• Exercise goal: Please transcribe exactly, and only, the lines of the data below between the line holding "[locate] green flower" and the line holding "[locate] wildflower (a", inclusive.

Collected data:

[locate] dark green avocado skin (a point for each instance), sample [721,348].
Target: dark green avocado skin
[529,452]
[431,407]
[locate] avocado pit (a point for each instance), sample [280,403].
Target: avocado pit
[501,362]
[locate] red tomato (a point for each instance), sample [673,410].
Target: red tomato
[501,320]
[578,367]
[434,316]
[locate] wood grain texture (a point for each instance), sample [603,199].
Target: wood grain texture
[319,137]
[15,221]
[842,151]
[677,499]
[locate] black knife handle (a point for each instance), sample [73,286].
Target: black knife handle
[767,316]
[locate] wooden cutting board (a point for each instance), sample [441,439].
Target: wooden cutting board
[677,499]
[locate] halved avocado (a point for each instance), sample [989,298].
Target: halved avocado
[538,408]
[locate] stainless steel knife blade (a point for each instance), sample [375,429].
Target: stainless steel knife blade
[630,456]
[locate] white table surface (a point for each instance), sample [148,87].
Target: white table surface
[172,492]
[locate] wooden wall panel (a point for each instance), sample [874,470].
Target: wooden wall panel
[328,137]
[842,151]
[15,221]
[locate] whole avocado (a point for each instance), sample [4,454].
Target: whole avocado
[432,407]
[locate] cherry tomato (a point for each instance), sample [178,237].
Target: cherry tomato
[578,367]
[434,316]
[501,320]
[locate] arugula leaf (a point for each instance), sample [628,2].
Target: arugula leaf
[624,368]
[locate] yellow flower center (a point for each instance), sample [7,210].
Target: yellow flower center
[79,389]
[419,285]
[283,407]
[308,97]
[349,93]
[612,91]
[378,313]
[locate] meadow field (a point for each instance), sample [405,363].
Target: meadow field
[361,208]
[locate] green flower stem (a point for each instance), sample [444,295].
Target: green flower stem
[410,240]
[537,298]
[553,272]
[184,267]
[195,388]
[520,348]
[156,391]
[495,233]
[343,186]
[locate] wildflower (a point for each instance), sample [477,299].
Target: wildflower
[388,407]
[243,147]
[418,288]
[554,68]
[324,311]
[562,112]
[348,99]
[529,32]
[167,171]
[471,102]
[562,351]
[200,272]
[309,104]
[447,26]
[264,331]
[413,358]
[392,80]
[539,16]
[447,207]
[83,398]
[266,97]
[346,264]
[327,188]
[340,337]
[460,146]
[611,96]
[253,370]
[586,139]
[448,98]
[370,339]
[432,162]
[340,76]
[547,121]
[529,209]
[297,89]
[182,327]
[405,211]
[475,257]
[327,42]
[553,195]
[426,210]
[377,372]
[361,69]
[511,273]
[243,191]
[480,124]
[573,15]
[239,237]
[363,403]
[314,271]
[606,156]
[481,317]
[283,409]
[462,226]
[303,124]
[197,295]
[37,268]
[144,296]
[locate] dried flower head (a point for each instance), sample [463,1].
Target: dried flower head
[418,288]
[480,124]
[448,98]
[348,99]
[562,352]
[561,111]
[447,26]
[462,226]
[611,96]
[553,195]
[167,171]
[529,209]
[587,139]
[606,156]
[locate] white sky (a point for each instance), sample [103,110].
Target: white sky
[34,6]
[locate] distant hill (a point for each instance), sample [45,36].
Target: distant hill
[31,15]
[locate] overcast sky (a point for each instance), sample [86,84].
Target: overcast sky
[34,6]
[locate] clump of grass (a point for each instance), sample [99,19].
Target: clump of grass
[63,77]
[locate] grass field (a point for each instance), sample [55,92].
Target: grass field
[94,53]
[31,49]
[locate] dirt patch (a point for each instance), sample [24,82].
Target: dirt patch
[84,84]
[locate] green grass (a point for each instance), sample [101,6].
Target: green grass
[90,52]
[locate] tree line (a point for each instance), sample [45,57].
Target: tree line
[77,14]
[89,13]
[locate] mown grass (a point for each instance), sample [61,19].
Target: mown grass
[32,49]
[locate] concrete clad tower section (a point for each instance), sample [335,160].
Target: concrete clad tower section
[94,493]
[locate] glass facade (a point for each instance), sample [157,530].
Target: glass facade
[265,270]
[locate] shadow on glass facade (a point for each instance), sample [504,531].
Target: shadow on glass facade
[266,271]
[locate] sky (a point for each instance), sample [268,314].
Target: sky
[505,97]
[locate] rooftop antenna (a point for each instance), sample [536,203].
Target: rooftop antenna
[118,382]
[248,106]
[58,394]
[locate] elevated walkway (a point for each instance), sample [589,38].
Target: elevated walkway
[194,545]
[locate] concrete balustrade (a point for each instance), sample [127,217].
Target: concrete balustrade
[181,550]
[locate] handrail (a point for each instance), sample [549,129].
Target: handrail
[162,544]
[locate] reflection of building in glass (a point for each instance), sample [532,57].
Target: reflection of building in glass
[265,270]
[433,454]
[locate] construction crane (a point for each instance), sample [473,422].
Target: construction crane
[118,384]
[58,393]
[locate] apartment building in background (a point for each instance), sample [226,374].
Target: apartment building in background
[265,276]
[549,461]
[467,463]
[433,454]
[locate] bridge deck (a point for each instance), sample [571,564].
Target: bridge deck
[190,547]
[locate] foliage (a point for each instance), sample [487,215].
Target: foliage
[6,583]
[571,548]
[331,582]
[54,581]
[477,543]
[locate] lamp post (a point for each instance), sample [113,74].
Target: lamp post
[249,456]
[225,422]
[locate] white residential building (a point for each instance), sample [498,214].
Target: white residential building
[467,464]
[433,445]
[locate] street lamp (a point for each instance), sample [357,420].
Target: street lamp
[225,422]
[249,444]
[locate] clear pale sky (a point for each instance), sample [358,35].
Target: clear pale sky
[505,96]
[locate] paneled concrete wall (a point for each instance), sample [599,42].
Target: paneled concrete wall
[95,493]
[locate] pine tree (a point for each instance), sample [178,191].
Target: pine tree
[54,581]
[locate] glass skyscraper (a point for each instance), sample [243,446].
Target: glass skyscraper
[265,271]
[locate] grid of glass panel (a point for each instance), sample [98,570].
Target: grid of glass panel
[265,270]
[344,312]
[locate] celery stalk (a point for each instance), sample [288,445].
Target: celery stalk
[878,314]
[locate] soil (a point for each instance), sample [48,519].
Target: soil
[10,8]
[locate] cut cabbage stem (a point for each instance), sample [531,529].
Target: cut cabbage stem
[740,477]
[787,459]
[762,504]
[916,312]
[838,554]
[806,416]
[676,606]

• Result of the exercise:
[locate] green flower stem (a point for each instance), sample [444,295].
Target: green flower stem
[410,240]
[537,298]
[553,272]
[184,267]
[195,388]
[520,348]
[156,391]
[495,233]
[343,186]
[locate] wildflower (a point for each instance), sample [477,299].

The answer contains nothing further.